Haal de regels hieronder ongewijzigd over, te beginnen bij de regel met "For every instance of the weathered" en eindigend bij de regel met "pixel 178 224".

── Gegevens

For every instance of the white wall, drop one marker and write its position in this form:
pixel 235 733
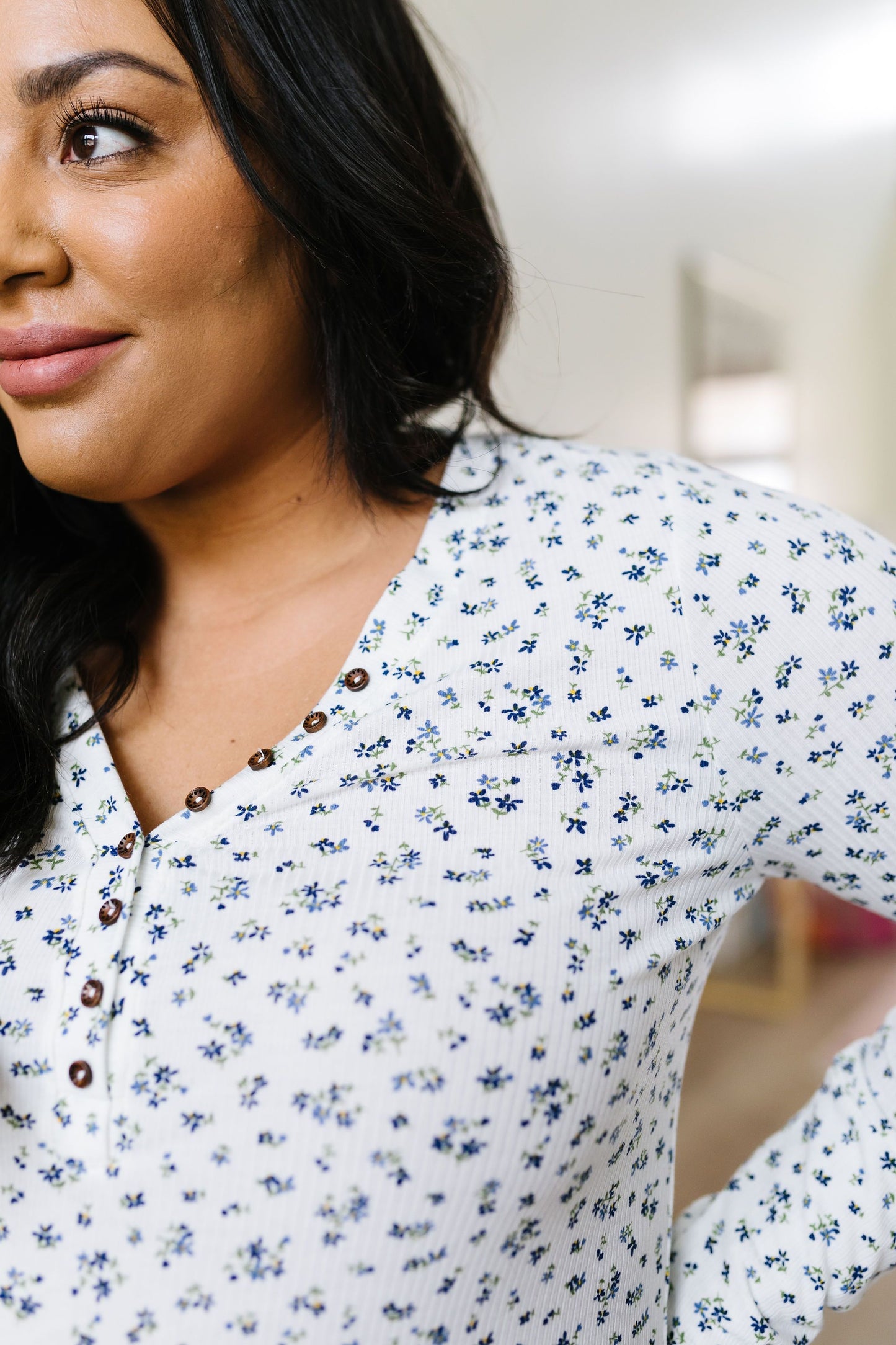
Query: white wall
pixel 621 136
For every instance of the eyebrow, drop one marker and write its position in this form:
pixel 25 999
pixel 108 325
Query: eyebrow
pixel 54 81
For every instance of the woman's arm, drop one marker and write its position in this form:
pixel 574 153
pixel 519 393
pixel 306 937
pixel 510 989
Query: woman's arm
pixel 792 612
pixel 806 1223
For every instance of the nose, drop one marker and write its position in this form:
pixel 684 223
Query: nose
pixel 31 254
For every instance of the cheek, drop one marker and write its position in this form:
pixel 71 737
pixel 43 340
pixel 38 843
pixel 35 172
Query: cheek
pixel 197 274
pixel 168 251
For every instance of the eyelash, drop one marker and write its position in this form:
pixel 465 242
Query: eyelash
pixel 77 115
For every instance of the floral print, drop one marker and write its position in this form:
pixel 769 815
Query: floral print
pixel 391 1035
pixel 806 1224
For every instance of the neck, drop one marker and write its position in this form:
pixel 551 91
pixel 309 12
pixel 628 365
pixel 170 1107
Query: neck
pixel 236 545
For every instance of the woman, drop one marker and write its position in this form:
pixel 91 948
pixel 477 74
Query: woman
pixel 368 1029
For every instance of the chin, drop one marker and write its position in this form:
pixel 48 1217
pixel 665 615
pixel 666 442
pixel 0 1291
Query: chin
pixel 84 460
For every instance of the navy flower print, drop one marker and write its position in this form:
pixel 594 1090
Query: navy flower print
pixel 391 1034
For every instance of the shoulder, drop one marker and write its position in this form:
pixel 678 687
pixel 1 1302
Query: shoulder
pixel 703 516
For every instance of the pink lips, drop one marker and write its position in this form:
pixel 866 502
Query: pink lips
pixel 46 358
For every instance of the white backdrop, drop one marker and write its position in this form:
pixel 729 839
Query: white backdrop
pixel 621 136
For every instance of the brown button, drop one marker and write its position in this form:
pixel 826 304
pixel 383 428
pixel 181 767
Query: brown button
pixel 81 1074
pixel 92 993
pixel 261 759
pixel 109 911
pixel 126 845
pixel 198 799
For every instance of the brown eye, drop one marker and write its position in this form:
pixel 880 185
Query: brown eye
pixel 92 143
pixel 85 141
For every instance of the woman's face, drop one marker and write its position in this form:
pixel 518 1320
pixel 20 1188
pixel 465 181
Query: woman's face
pixel 123 215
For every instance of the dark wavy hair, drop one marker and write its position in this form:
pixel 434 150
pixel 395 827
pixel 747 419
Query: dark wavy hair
pixel 335 117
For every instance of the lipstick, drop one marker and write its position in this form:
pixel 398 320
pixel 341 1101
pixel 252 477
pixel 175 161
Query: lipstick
pixel 46 358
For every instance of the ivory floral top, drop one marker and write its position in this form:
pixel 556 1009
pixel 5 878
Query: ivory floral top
pixel 382 1042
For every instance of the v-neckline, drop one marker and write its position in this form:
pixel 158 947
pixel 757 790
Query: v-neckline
pixel 461 465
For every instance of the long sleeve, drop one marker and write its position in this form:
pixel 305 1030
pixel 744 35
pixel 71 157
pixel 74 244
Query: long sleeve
pixel 806 1223
pixel 792 617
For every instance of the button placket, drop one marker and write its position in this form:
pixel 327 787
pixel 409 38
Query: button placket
pixel 101 941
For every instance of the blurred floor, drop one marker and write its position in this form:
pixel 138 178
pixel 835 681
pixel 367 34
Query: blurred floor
pixel 745 1079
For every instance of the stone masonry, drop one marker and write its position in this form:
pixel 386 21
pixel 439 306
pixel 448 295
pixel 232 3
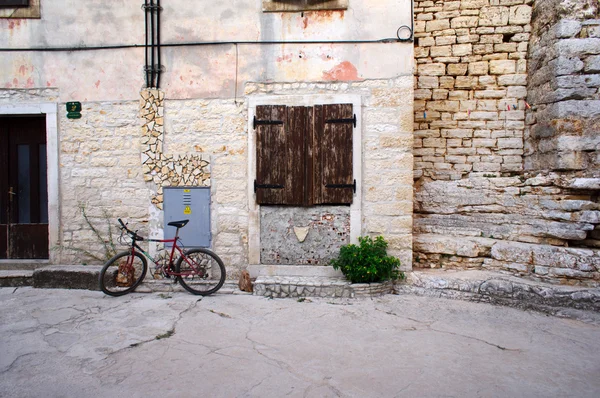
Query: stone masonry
pixel 506 138
pixel 470 86
pixel 163 169
pixel 564 131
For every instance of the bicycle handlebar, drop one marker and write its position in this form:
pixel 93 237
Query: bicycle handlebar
pixel 131 233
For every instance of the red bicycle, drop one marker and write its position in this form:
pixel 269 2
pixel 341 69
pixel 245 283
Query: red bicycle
pixel 199 271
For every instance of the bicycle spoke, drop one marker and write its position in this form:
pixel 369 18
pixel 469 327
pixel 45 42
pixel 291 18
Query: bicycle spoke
pixel 201 272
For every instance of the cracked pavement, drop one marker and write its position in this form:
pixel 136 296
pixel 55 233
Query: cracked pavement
pixel 78 343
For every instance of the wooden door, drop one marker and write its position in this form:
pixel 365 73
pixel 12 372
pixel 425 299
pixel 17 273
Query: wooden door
pixel 23 188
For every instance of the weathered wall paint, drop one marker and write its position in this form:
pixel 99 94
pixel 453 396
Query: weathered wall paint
pixel 201 71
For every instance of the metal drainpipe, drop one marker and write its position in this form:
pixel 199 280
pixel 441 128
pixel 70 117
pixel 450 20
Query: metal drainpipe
pixel 146 66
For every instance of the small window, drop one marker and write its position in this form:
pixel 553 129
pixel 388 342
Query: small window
pixel 304 155
pixel 303 5
pixel 20 9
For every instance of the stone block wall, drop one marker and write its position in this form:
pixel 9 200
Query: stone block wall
pixel 564 131
pixel 470 86
pixel 100 170
pixel 506 138
pixel 497 223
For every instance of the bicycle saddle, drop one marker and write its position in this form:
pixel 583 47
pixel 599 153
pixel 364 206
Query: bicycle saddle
pixel 178 224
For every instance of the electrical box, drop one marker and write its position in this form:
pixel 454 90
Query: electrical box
pixel 192 204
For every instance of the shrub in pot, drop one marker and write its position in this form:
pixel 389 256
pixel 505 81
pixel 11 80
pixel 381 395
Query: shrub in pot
pixel 367 262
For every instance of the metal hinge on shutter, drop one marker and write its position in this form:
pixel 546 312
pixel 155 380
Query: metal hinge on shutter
pixel 265 122
pixel 349 120
pixel 266 186
pixel 353 186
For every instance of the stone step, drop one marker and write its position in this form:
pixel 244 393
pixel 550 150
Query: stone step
pixel 7 265
pixel 500 288
pixel 306 286
pixel 16 278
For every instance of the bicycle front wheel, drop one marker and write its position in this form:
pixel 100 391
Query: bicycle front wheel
pixel 123 273
pixel 201 272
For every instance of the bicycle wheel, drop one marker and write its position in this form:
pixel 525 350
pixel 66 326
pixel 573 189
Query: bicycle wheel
pixel 202 272
pixel 123 273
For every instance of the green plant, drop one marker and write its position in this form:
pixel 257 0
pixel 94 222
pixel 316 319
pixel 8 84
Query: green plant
pixel 367 262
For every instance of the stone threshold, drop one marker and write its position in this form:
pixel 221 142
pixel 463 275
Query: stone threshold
pixel 302 286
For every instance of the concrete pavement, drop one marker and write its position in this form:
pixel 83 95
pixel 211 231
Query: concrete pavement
pixel 78 343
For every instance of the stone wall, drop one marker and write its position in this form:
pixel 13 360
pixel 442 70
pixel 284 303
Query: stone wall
pixel 387 183
pixel 564 131
pixel 522 198
pixel 470 86
pixel 100 171
pixel 546 227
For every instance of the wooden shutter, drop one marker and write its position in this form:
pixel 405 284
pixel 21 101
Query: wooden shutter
pixel 331 157
pixel 280 154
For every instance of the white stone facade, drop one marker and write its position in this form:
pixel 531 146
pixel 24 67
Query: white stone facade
pixel 130 142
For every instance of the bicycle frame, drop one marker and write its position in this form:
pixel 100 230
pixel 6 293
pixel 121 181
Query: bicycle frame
pixel 168 268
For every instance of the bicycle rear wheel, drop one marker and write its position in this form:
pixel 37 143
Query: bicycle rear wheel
pixel 202 272
pixel 123 273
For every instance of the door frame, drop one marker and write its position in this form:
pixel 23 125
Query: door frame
pixel 50 110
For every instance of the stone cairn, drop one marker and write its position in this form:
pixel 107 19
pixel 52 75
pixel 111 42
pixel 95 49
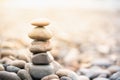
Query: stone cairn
pixel 42 59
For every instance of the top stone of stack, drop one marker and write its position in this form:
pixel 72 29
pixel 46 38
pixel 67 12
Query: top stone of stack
pixel 40 22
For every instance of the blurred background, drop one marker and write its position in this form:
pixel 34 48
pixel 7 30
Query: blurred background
pixel 80 27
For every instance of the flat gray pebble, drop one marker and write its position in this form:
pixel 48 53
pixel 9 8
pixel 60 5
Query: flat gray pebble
pixel 24 75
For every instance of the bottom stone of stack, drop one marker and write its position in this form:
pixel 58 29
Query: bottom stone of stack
pixel 42 59
pixel 39 71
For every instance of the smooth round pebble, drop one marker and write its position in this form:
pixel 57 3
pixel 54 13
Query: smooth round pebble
pixel 39 71
pixel 40 22
pixel 100 79
pixel 65 78
pixel 4 75
pixel 7 52
pixel 40 46
pixel 24 75
pixel 83 78
pixel 12 69
pixel 2 67
pixel 68 73
pixel 50 77
pixel 18 63
pixel 40 34
pixel 41 58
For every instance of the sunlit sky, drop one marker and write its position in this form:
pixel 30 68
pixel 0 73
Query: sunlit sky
pixel 85 4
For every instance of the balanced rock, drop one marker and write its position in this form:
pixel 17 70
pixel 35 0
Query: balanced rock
pixel 50 77
pixel 4 75
pixel 2 67
pixel 12 69
pixel 40 46
pixel 39 33
pixel 24 75
pixel 41 59
pixel 40 22
pixel 18 63
pixel 39 71
pixel 7 52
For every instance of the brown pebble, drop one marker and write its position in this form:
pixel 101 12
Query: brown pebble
pixel 7 52
pixel 40 22
pixel 40 46
pixel 1 67
pixel 39 33
pixel 22 56
pixel 18 63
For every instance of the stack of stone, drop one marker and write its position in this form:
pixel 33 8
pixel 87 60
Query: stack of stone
pixel 42 60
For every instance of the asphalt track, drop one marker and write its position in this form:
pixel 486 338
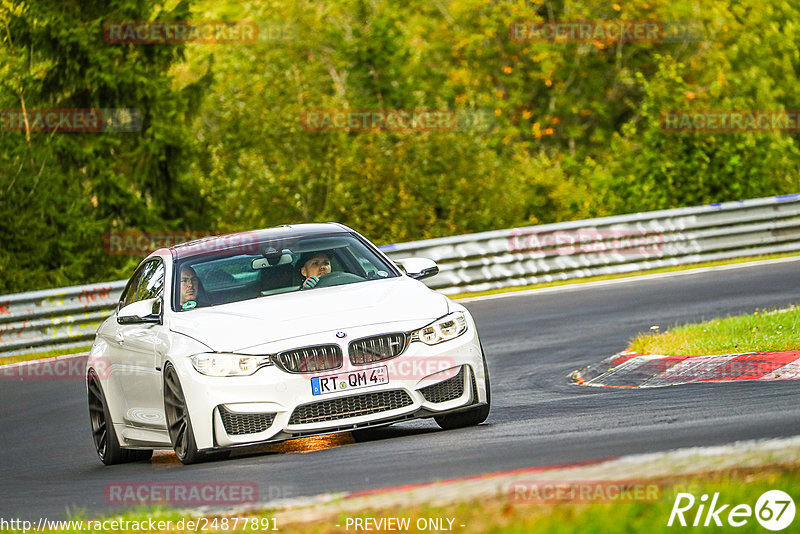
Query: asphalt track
pixel 538 418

────

#### Uitgeschreven antwoord:
For every instance of the weathered wall paint, drop one marker and write its position in this form:
pixel 99 94
pixel 453 396
Query: weathered wall paint
pixel 201 71
For every instance of the metal drainpipe, drop one marker and write its position in this form:
pixel 199 280
pixel 441 128
pixel 70 117
pixel 450 20
Query: metal drainpipe
pixel 146 66
For every instance of the small window, drop one marker and write its position in this form:
pixel 553 129
pixel 388 342
Query: small window
pixel 304 155
pixel 303 5
pixel 20 9
For every instance of the stone block wall, drop one marker and write its position in this form:
pixel 9 200
Query: stone block wall
pixel 564 131
pixel 470 86
pixel 100 170
pixel 506 138
pixel 497 223
For every instance of the bicycle saddle, drop one marker and write its position in this form:
pixel 583 47
pixel 599 153
pixel 364 206
Query: bicycle saddle
pixel 178 224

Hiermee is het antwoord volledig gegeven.